— start of THE DATA —

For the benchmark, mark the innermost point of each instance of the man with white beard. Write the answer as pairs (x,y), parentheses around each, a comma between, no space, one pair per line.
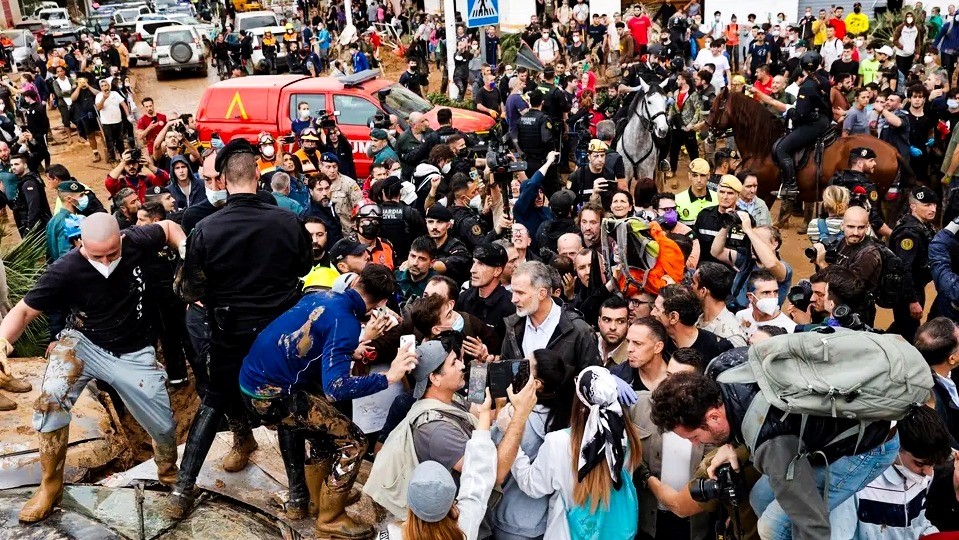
(541,323)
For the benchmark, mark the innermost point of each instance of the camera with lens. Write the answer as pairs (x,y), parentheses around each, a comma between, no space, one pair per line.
(728,487)
(325,120)
(832,250)
(736,239)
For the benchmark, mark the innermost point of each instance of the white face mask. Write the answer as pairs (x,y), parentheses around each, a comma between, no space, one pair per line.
(105,270)
(769,306)
(217,197)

— end of THE DATA —

WHAT YOU HAVE TO DO = Present all the data above as a numbered list with no blank lines, leaving out any picture.

TASK SOLUTION =
1. For the benchmark, mark the innermost point of each instance of the man with white beard. Write the answer as pairs (x,y), parentheses around each, a comma between, no space, one pair per line.
2. (541,323)
3. For the benchmark, mark the innermost point of each instance of the camera with lens. Write the answer as pairs (x,y), parentheses around each, a comma between, no space, one pair per line.
4. (728,487)
5. (325,120)
6. (832,250)
7. (736,239)
8. For the benchmark, mark the innermost point of each instance of the white face mask. Write the answer as pairs (x,y), parentheses around each, a comma between, no space, one pair per line.
9. (105,270)
10. (769,306)
11. (217,197)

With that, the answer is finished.